## TASK REQUIREMENTS
Every line from the one containing "- **Object to find**: door handle" to the end of the listing below should be transcribed exactly, and no line outside that span should appear.
(Beginning of EXERCISE MATERIALS)
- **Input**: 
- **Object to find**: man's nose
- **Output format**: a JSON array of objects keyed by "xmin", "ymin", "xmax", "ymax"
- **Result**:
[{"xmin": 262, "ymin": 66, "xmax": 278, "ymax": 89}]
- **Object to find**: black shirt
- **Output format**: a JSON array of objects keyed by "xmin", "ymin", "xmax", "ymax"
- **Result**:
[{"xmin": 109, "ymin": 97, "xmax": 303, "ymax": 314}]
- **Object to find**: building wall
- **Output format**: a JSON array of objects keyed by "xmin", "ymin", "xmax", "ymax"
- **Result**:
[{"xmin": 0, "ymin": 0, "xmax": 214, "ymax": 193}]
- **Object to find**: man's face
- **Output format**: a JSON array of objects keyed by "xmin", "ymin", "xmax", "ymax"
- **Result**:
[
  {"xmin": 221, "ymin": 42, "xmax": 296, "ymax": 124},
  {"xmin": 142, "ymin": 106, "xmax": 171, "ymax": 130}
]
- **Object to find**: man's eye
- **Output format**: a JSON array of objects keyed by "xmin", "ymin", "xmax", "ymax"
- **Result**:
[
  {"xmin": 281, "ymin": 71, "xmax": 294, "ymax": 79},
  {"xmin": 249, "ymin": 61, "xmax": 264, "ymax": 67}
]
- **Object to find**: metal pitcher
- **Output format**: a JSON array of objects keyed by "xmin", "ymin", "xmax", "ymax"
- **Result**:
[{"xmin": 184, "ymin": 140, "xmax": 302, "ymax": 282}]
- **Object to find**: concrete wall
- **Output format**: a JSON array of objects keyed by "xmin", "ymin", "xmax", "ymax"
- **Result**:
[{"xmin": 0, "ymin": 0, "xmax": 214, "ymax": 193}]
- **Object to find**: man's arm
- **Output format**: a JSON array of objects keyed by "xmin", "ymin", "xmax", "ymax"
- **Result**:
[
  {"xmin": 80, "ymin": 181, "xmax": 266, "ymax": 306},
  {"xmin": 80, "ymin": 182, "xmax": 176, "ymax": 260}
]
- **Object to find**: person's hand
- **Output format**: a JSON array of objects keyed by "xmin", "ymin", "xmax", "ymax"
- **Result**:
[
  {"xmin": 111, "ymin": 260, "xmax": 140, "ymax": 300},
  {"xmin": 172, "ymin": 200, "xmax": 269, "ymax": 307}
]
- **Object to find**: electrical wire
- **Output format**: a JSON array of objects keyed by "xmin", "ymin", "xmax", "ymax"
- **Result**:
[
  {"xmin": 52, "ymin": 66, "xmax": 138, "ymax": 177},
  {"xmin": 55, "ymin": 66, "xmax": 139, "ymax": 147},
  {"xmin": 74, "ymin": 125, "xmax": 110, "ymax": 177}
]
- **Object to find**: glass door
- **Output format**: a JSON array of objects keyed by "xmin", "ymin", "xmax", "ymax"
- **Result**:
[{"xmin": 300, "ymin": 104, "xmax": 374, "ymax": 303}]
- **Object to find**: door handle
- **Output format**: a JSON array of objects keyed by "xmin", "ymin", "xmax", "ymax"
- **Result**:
(End of EXERCISE MATERIALS)
## TASK ANSWER
- **Object to find**: door handle
- **Output format**: a JSON array of objects keyed by "xmin", "ymin", "xmax", "ymax"
- **Result**:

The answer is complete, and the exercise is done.